• [The task] Repeat all of the rows below word for word, leaving the pictures out of your answer.

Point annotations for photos

────────────────────────────────────────

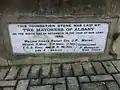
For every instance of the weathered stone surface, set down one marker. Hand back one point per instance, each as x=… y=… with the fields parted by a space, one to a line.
x=22 y=85
x=93 y=86
x=67 y=71
x=101 y=77
x=88 y=68
x=117 y=77
x=54 y=81
x=56 y=70
x=116 y=47
x=117 y=65
x=60 y=87
x=83 y=79
x=35 y=82
x=34 y=72
x=12 y=73
x=46 y=71
x=77 y=69
x=72 y=83
x=3 y=72
x=3 y=62
x=112 y=86
x=46 y=87
x=8 y=88
x=8 y=83
x=99 y=68
x=109 y=67
x=23 y=72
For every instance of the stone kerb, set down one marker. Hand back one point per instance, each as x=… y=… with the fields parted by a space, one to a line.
x=54 y=58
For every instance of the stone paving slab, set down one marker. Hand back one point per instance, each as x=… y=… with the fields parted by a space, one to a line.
x=94 y=75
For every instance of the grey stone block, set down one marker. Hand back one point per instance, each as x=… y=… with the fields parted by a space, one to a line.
x=112 y=86
x=60 y=87
x=109 y=67
x=77 y=68
x=46 y=87
x=101 y=78
x=34 y=72
x=67 y=71
x=99 y=68
x=7 y=83
x=22 y=85
x=83 y=79
x=56 y=70
x=46 y=71
x=3 y=72
x=35 y=82
x=12 y=73
x=8 y=88
x=88 y=68
x=72 y=83
x=93 y=86
x=54 y=81
x=23 y=72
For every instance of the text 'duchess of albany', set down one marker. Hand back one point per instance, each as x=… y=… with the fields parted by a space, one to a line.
x=58 y=37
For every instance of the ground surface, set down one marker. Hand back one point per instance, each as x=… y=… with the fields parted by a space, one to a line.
x=93 y=75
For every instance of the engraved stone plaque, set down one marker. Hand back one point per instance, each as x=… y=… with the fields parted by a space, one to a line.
x=36 y=38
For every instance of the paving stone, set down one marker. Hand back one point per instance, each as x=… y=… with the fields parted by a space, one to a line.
x=8 y=88
x=60 y=87
x=46 y=70
x=88 y=68
x=12 y=73
x=117 y=64
x=22 y=85
x=35 y=82
x=3 y=72
x=99 y=68
x=53 y=80
x=7 y=83
x=23 y=72
x=109 y=67
x=72 y=83
x=117 y=78
x=112 y=86
x=101 y=78
x=46 y=87
x=56 y=70
x=93 y=86
x=34 y=72
x=83 y=79
x=67 y=71
x=77 y=68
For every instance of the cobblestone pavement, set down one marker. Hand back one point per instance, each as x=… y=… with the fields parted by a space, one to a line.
x=94 y=75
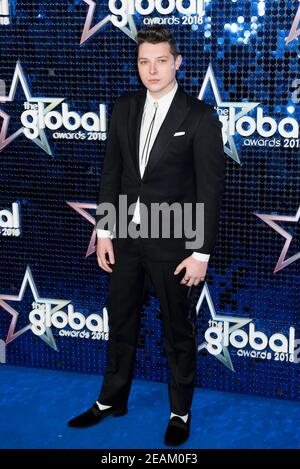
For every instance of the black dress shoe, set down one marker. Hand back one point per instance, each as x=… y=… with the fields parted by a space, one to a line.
x=95 y=415
x=177 y=431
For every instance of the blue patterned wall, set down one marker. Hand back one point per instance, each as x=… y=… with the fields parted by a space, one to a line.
x=65 y=56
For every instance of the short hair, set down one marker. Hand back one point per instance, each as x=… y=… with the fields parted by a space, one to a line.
x=155 y=34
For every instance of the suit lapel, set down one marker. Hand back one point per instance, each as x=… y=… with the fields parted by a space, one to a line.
x=175 y=116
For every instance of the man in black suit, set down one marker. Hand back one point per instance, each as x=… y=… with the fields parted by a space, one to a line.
x=164 y=147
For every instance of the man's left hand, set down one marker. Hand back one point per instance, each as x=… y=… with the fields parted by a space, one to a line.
x=195 y=271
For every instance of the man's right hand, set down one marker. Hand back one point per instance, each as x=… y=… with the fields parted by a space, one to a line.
x=104 y=247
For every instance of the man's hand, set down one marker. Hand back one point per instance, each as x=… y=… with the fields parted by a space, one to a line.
x=105 y=246
x=195 y=271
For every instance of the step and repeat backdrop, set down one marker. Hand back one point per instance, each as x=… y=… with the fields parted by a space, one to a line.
x=63 y=63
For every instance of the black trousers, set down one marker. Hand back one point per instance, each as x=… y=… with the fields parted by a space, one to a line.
x=124 y=305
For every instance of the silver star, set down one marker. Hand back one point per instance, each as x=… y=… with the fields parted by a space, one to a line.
x=79 y=207
x=270 y=220
x=47 y=337
x=295 y=30
x=89 y=31
x=41 y=141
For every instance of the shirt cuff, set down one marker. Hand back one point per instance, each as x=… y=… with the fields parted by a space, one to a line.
x=201 y=257
x=104 y=233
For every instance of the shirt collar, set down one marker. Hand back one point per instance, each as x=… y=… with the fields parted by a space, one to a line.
x=167 y=98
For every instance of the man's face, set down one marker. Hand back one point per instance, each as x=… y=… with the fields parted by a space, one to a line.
x=157 y=67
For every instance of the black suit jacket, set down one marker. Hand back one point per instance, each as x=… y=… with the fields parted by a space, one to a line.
x=183 y=169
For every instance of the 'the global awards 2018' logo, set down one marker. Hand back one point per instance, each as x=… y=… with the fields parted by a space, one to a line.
x=39 y=114
x=121 y=14
x=236 y=122
x=191 y=13
x=47 y=312
x=10 y=221
x=295 y=29
x=70 y=324
x=4 y=13
x=225 y=331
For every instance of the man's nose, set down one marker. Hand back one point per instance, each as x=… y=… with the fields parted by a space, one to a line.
x=152 y=68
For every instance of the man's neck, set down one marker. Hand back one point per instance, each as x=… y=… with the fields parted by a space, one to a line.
x=164 y=92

────────────────────────────────────────

• [Correct answer]
For every instance of the weathered stone surface, set down one marker. Hand back one point per instance, each as x=… y=… with the fields parted by a space, one to a line.
x=22 y=85
x=93 y=86
x=67 y=71
x=101 y=77
x=88 y=68
x=117 y=77
x=54 y=81
x=56 y=70
x=116 y=47
x=117 y=65
x=60 y=87
x=83 y=79
x=35 y=82
x=34 y=72
x=12 y=73
x=46 y=71
x=77 y=69
x=72 y=83
x=3 y=72
x=3 y=62
x=112 y=86
x=46 y=87
x=8 y=88
x=8 y=83
x=99 y=68
x=109 y=67
x=23 y=72
For every instance of the stone kerb, set down one marker. Hand back one point per instance, each as x=… y=… with the fields parted by a space, one to a line.
x=54 y=58
For every instance of the stone paving slab, set down one marker. Hand back one point per instance, each as x=… y=… with the fields parted by a space, one to a line.
x=94 y=75
For every instance of the grey stone block, set down one marker. Hand back one point per instance, each as x=… y=… with the fields parted by a space, one to a line.
x=112 y=86
x=60 y=87
x=109 y=67
x=77 y=68
x=46 y=87
x=101 y=78
x=34 y=72
x=67 y=71
x=99 y=68
x=7 y=83
x=22 y=85
x=83 y=79
x=56 y=70
x=46 y=71
x=3 y=72
x=35 y=82
x=12 y=73
x=8 y=88
x=88 y=68
x=72 y=83
x=93 y=86
x=54 y=81
x=23 y=72
For every instance of the text 'duchess of albany', set down one marker. Hand back one point per instance, each as x=… y=… with the fields parted by a space, one to a line.
x=58 y=37
For every instance of the ground surface, set down one marker. Hand back one point per instance, each as x=… y=… with the fields parted by a space, one to a line.
x=93 y=75
For every instance of the engraved stone plaque, set down one marker. Hand back one point per instance, each as x=… y=… with the fields parted by a space, one to a line.
x=36 y=38
For every instance of the paving stone, set down one marker. Hand back one point per instance, each as x=… y=… with the fields parted by a space, one to a line.
x=8 y=88
x=60 y=87
x=46 y=70
x=88 y=68
x=12 y=73
x=117 y=64
x=22 y=85
x=35 y=82
x=3 y=72
x=99 y=68
x=53 y=80
x=7 y=83
x=23 y=72
x=109 y=67
x=72 y=83
x=117 y=78
x=112 y=86
x=101 y=78
x=46 y=87
x=56 y=70
x=93 y=86
x=34 y=72
x=83 y=79
x=67 y=71
x=77 y=68
For every instance of the cobblestone pavement, set down one marker. Hand back one point per instance, each as x=… y=… with the fields parted by a space, one to a line.
x=94 y=75
For every instance of the black dress shoe, set down one marker. Hand back one point per instance, each as x=… y=… with the fields parted by a space, one to a line.
x=95 y=415
x=177 y=431
For every instance of the blue patterned wall, set down one marker. Hand back one point per instance, each as x=… y=… with the fields parted by a space, one to a line.
x=65 y=56
For every instance of the short hair, set down one marker. Hand back one point per instance, each as x=… y=… with the fields parted by a space, one to a line.
x=155 y=34
For every instance of the suit lapel, set down one marker. Hand back one point per instance, each as x=… y=… with the fields parted by a space, one to a line.
x=175 y=116
For every instance of the man in black suit, set down one marker. Hand back one point per instance, each as x=… y=… with the fields parted by a space, one to a line.
x=164 y=147
For every instance of the man's left hand, set down one marker. Hand back one point per instance, each as x=… y=… with the fields parted by a space, one to a line.
x=195 y=271
For every instance of the man's right hand, set down one marker. Hand back one point per instance, each as x=… y=… with the fields parted by a space, one to a line.
x=104 y=247
For every instance of the man's hand, set down one marker. Hand back one point per instance, each as x=… y=… with the fields parted by a space, one to a line.
x=105 y=246
x=195 y=271
For every instance of the step and repeat backdrop, set down one marker. Hand back one point per instance, each as x=… y=… with the fields parted by a space, one to a line.
x=63 y=63
For every instance of the black trousers, set down one marker. Hand back one point per instance, each as x=… y=… with the fields parted by a space, one to a line.
x=124 y=305
For every instance of the silver star, set down one marker. Hand back one point per instance, each as x=… y=… with the fields parted by a space, one to a line.
x=79 y=207
x=270 y=220
x=47 y=337
x=295 y=30
x=89 y=31
x=41 y=141
For every instance of the shirt cuff, set down one marker. Hand back one point per instance, each as x=… y=… with the fields parted by a space, one to a line.
x=201 y=257
x=104 y=233
For every instance of the shirt collar, set down one marker. Hand back one point per instance, each as x=… y=… with the fields parted by a space, one to a line.
x=167 y=98
For every instance of the man's face, set down one marker. Hand back one point per instance, each as x=… y=… with the fields parted by a space, one to a line.
x=157 y=67
For every instance of the black suit jacket, set down one marker. Hand back one point per instance, each as x=… y=… with the fields parted by a space, one to a line.
x=183 y=169
For every instance of the 'the global awards 2018' logo, set down one marker. Hand back one point per instance, each as x=… y=… with the fields parted by a space, one to a line.
x=39 y=114
x=121 y=14
x=236 y=122
x=191 y=13
x=47 y=312
x=10 y=221
x=295 y=29
x=70 y=324
x=4 y=13
x=225 y=331
For every instance of the man's nose, set down one marker. Hand back one point per instance, each as x=… y=… with the fields parted by a space, one to a line.
x=152 y=68
For every instance of the man's neck, set down one marker. Hand back one point per instance, each as x=… y=… with the fields parted by a space, one to a line.
x=164 y=92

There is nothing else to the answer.